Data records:
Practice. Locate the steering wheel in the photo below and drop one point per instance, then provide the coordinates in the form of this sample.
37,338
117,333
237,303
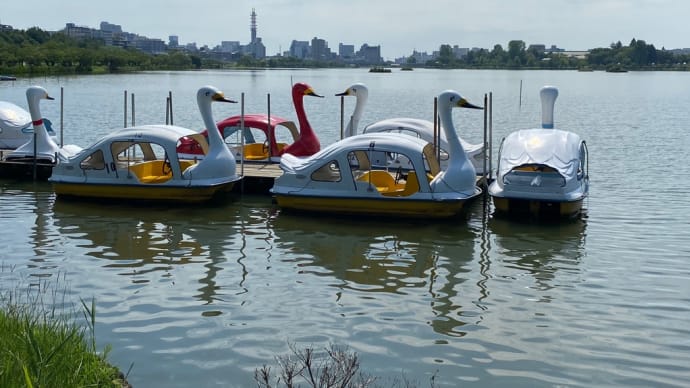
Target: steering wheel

*Task*:
Repeat the lines above word for word, without the picture.

*Finished exercise*:
Practice. Locate the steering wheel in the photo below and drop one point per instance, then provide the coordinates in the form of this sample.
37,338
117,333
237,303
Target: steering wheel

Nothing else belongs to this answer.